**Written request:** Could you repeat the lines below, word for word, from the line with "is: man's nose" to the line with "[146,65,170,116]", including both of those lines?

Rows of box annotation data

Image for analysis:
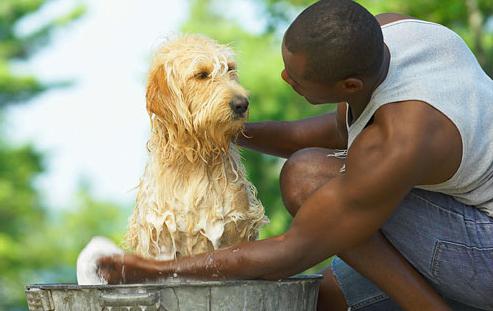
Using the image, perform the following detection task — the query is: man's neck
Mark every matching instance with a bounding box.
[348,45,391,122]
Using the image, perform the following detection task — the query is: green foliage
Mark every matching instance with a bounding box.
[0,0,85,108]
[0,0,128,310]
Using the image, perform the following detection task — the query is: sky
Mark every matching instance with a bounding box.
[7,0,187,208]
[4,0,265,209]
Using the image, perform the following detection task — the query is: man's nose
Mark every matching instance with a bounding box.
[229,96,248,115]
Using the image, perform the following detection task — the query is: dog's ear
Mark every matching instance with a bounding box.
[146,65,170,116]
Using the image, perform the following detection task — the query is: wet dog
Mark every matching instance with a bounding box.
[126,35,267,259]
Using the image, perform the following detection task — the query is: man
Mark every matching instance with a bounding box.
[100,0,493,310]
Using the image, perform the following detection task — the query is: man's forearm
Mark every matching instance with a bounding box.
[156,236,305,280]
[236,121,301,158]
[237,113,347,158]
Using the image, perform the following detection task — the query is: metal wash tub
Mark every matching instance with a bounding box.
[26,275,322,311]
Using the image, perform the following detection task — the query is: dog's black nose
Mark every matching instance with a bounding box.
[229,96,248,115]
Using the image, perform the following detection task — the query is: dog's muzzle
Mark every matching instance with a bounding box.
[229,96,248,118]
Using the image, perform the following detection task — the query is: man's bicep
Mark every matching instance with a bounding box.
[290,128,428,259]
[292,104,347,149]
[344,126,429,208]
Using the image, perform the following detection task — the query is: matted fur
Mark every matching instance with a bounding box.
[126,35,267,259]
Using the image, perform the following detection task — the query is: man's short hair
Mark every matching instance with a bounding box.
[284,0,384,82]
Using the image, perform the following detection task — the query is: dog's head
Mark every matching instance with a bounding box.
[146,35,248,152]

**Task output:**
Using the image, perform the following detection task — the query is: man's nose
Mark every matching instance with a bounding box.
[229,96,248,115]
Using the image, perform the following detection task — the query is: dog's ear
Mark every matching instance with a bounding box.
[146,65,170,116]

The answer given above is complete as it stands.